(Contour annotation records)
==========
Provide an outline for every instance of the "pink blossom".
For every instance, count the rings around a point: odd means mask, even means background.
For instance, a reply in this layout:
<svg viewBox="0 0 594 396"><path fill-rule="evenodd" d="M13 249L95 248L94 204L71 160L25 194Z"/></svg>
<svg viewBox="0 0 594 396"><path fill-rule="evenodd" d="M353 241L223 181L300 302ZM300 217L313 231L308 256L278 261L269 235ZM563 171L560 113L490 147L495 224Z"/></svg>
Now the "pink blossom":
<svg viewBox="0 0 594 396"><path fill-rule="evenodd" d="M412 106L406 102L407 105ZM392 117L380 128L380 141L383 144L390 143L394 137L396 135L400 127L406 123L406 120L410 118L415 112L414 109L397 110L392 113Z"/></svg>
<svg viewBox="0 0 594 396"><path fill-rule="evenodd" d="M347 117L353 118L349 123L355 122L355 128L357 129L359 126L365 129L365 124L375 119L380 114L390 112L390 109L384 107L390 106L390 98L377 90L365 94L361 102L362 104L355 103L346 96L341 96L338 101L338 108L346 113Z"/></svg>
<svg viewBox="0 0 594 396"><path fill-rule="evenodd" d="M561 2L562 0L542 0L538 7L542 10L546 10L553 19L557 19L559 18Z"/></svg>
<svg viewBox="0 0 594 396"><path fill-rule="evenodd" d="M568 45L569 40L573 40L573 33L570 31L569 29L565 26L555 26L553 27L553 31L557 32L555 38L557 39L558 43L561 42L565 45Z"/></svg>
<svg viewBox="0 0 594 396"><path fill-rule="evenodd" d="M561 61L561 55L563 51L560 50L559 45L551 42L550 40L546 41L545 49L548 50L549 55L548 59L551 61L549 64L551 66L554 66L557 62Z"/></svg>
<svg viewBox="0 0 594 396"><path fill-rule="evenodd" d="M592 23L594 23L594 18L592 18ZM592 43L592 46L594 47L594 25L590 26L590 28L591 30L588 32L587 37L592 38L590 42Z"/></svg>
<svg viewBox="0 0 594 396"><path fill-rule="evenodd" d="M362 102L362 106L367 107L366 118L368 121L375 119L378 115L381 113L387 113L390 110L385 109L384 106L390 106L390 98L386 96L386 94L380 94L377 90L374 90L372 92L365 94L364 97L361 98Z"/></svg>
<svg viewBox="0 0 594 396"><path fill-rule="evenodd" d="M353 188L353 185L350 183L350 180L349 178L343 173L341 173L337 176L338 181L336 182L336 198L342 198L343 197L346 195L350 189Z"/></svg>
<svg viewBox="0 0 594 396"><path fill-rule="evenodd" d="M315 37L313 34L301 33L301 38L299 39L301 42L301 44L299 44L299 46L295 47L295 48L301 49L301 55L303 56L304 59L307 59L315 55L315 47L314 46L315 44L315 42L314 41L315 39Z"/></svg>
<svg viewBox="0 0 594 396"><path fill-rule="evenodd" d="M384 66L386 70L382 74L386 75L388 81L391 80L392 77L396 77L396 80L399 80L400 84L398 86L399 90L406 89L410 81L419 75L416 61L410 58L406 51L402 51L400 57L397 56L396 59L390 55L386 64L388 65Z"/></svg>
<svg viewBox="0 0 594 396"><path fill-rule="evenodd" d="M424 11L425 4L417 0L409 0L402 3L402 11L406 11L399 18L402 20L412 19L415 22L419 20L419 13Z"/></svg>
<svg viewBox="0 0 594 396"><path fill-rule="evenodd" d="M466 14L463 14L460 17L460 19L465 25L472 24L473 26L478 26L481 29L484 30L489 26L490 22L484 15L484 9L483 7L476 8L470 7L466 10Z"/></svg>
==========
» **INSTRUCTIONS TO FOLLOW**:
Lay out the records above as a two-column CSV with the header record_text,answer and one row for each record. Put each record's text and its answer in a single quoted field, with line breaks replaced by spaces.

» **REPLY TO THE TASK**:
record_text,answer
"Provide an outline for every instance of the ""pink blossom"". For every instance, count the rings around a point: odd means mask, even means background. For instance, a reply in this layout: <svg viewBox=""0 0 594 396""><path fill-rule=""evenodd"" d=""M13 249L95 248L94 204L71 160L25 194Z""/></svg> <svg viewBox=""0 0 594 396""><path fill-rule=""evenodd"" d=""M353 241L223 181L300 302ZM300 217L313 231L308 256L278 261L269 235ZM563 171L560 113L490 147L495 224Z""/></svg> Now the ""pink blossom"":","<svg viewBox=""0 0 594 396""><path fill-rule=""evenodd"" d=""M412 106L406 102L407 105ZM392 117L380 128L380 141L383 144L390 143L394 137L396 135L400 127L406 123L406 120L410 118L415 112L414 109L397 110L392 113Z""/></svg> <svg viewBox=""0 0 594 396""><path fill-rule=""evenodd"" d=""M347 117L353 118L349 123L355 122L355 128L357 129L359 126L365 129L365 124L375 119L380 114L390 112L390 109L384 107L390 106L390 98L377 90L365 94L361 102L362 104L355 103L346 96L341 96L338 101L338 108L346 113Z""/></svg> <svg viewBox=""0 0 594 396""><path fill-rule=""evenodd"" d=""M561 2L562 0L542 0L538 7L542 10L546 10L553 19L557 19L559 18Z""/></svg> <svg viewBox=""0 0 594 396""><path fill-rule=""evenodd"" d=""M568 45L569 40L573 40L573 33L570 31L569 29L565 26L555 26L553 27L553 31L557 32L555 38L557 39L558 43L561 42L565 45Z""/></svg> <svg viewBox=""0 0 594 396""><path fill-rule=""evenodd"" d=""M561 61L561 55L563 51L560 50L559 45L551 42L550 40L546 41L545 49L548 50L549 55L548 59L551 61L549 64L551 66L554 66L557 62Z""/></svg> <svg viewBox=""0 0 594 396""><path fill-rule=""evenodd"" d=""M592 23L594 23L594 18L592 18ZM592 43L592 46L594 47L594 25L590 26L590 28L591 30L588 32L587 37L592 38L590 42Z""/></svg> <svg viewBox=""0 0 594 396""><path fill-rule=""evenodd"" d=""M362 102L362 106L367 107L366 118L368 121L375 119L378 115L381 113L387 113L390 110L385 109L384 106L390 106L390 98L386 96L386 94L380 94L377 90L374 90L372 92L365 94L364 97L361 98Z""/></svg> <svg viewBox=""0 0 594 396""><path fill-rule=""evenodd"" d=""M353 188L353 185L350 183L350 180L349 178L343 173L341 173L337 176L338 181L336 182L336 198L342 198L343 197L346 195L350 189Z""/></svg> <svg viewBox=""0 0 594 396""><path fill-rule=""evenodd"" d=""M315 37L313 34L301 33L301 38L299 39L301 42L301 44L299 44L299 46L295 47L295 48L301 49L301 55L303 56L304 59L307 59L315 55L315 47L314 46L315 44L315 42L314 41L315 39Z""/></svg> <svg viewBox=""0 0 594 396""><path fill-rule=""evenodd"" d=""M384 66L386 70L382 74L386 75L388 81L391 80L392 77L396 77L396 80L399 80L400 84L398 86L399 90L406 89L410 81L419 75L416 61L410 58L406 51L402 51L400 57L397 56L396 59L390 55L386 64L388 65Z""/></svg> <svg viewBox=""0 0 594 396""><path fill-rule=""evenodd"" d=""M424 11L425 4L417 0L409 0L402 3L402 11L406 11L399 18L402 20L412 19L415 22L419 20L419 13Z""/></svg> <svg viewBox=""0 0 594 396""><path fill-rule=""evenodd"" d=""M466 14L463 14L460 17L460 19L465 25L472 24L473 26L478 26L481 29L484 30L489 26L490 22L484 15L484 9L483 7L476 8L470 7L466 10Z""/></svg>"